Qu'est-ce qui me fait souffrir ?
Publié le 4 Septembre 2024
- Journal du yoga
N° 253 – novembre décembre 2023
Question posée à Eric Baret
Ce qui nous fait souffrir c'est la défense !
Dans les arts martiaux, ce que nous apprenons au bout de quelques années, c'est que ce ne sont pas les coups qui font mal, c'est la résistance.
Quand nous absorbons un choc, il ne fait pas mal psychologiquement. Quand nous avons une résistance, nous nous tendons et le coup fait mal.
Dans la vie ce n'est pas l'événement qui nous fait mal psychologiquement c'est notre défense face à la situation.
A huit ans, Jacques Lusseyran est devenu aveugle, il s'est défendu un mois. Au bout d'un mois il a arrêté de vouloir voir et a découvert une possibilité de vivre avec son handicap heureusement. Ce n'est pas d'être aveugle qui rend malheureux c'est la défense. Ce qui ne veut pas dire que les aveugles ont une vie facile. Personne ne dit que tout le monde peut le faire ou doit le faire mais c'est une possibilité. Cela montre la voie vers la recherche spirituelle.
Vous ne pourrez jamais changer l'environnement et vous vous sentirez toujours agressé. Mais je peux me rendre compte que ce qui m'agresse c'est essentiellement mon propre imaginaire.
Si un crocodile me mord la jambe, que la jambe ait une réaction de douleur est tout à fait normal. Mais si je me fais traiter d'imbécile, cela m'affecte si je me prends pour un imbécile. Si vous me dîtes que tous les hommes sont des salauds, si je ne me prends pas pour un homme, j'écoute la chose, je suis d'accord ou non selon mes propres préjugés, mais il n'y a pas d'agression.

CONSIGNE 1 »
D'après l'extrait sur la souffrance, pourquoi un coup fait-il mal dans les arts martiaux ? Répondez en une à trois phrases.
CONSIGNE 2 »
Prolongez l'extrait sur la souffrance en écrivant ce qui vient après sa dernière phrase.
Les items ne sont pas nécessaires ici.

DONNÉES FOURNIES »
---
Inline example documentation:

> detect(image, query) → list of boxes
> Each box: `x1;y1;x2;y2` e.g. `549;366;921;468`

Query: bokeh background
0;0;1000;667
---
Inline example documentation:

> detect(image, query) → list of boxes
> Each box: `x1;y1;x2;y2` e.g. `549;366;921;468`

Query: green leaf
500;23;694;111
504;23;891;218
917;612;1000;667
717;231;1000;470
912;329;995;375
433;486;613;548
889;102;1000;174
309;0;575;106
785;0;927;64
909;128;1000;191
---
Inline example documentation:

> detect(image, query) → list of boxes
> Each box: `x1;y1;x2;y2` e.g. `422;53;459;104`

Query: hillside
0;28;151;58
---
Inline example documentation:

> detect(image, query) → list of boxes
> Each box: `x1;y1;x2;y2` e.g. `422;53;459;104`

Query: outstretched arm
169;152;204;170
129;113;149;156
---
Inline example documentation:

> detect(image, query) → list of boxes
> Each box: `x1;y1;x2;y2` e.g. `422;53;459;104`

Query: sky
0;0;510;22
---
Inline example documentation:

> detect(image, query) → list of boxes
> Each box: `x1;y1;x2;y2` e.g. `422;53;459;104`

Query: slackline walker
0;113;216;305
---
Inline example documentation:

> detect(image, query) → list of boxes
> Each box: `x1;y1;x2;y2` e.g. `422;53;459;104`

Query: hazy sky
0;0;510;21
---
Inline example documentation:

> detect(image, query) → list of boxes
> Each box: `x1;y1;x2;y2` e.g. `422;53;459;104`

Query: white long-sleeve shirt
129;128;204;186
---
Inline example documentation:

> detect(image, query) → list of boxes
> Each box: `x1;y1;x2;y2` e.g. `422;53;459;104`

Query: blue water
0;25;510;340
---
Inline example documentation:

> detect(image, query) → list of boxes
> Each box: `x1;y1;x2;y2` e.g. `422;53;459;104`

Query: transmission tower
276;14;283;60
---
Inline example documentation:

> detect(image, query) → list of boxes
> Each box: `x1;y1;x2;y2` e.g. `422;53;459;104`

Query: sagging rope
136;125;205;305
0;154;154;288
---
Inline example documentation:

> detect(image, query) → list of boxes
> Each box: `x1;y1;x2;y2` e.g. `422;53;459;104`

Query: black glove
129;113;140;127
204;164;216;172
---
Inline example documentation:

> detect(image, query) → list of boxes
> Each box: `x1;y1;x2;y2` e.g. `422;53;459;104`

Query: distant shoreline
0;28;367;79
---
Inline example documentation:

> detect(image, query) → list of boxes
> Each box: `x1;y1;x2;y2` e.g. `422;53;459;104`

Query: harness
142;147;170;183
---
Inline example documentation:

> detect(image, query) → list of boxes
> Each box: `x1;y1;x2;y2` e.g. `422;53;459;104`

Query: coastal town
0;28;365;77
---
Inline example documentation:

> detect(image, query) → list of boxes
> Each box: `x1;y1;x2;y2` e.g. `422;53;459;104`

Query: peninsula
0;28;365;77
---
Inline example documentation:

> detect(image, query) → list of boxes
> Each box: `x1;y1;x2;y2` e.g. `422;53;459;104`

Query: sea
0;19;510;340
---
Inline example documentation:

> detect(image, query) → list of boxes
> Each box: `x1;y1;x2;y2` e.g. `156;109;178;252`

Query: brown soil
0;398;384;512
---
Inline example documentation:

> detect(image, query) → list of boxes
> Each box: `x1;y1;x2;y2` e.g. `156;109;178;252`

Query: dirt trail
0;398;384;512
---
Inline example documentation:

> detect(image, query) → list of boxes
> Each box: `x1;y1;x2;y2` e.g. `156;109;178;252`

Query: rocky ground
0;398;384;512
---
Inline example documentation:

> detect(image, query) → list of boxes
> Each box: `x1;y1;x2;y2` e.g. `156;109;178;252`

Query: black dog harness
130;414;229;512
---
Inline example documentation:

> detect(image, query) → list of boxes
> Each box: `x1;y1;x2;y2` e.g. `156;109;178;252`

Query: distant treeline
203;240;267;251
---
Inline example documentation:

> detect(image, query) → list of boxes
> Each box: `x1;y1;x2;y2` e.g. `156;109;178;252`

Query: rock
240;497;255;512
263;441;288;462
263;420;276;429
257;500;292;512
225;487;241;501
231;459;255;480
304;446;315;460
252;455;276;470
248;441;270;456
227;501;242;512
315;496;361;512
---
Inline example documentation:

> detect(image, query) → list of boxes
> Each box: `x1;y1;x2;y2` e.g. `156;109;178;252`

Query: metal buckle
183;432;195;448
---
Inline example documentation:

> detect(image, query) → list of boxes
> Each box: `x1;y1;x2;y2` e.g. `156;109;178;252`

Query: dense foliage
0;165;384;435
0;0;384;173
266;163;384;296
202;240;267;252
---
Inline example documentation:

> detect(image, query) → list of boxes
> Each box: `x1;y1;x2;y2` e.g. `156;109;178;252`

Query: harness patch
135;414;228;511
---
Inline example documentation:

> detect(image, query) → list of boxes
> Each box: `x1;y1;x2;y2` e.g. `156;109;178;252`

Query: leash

RÉPONSE 1 »
Ce ne sont pas les coups qui font mal, c'est la résistance. Quand nous résistons, nous nous tendons et le coup fait mal, alors qu'un choc que nous absorbons ne fait pas mal psychologiquement.

RÉPONSE 2 »
Si quelqu'un me crache dessus, je me sens sale. Peut-être que je vais baisser la tête pour éviter d'avoir à utiliser un kleenex, ce qui n'est pas bon pour l'environnement général, ou éviter d'avoir à laver ma chemise. Mais si je n'arrive pas à éviter votre crachat ce n'est pas une agression, c'est seulement ce que c'est. L'agression c'est l'idée que je peux avoir que c'est inadmissible que vous me crachiez dessus.
Cet imaginaire nous coupe de ce que nous appelons « soi-même ». Si je me prends pour quelque chose, une femme, un français, un riche,… à chaque jugement extérieur je vais me sentir agressé. Si je me rends compte que des gens proches de moi me trouvent riche, d'autres me trouvent pauvre, moi, je ne me situe pas dans cette catégorie.
Si des gens plus intelligents me trouvent stupide, ils ont raison de leur point de vue. Je suis toujours d'accord avec ce que me dit quelqu'un. De son point de vue il n'a pas le choix. Le besoin d'être reconnu, compris, respecté, qui crée l'agression, est un fantasme de l’ego.
Si je comprends profondément que la vie c'est de respecter les autres, je respecte même ceux qui ne me respectent pas, je vis alors le respect.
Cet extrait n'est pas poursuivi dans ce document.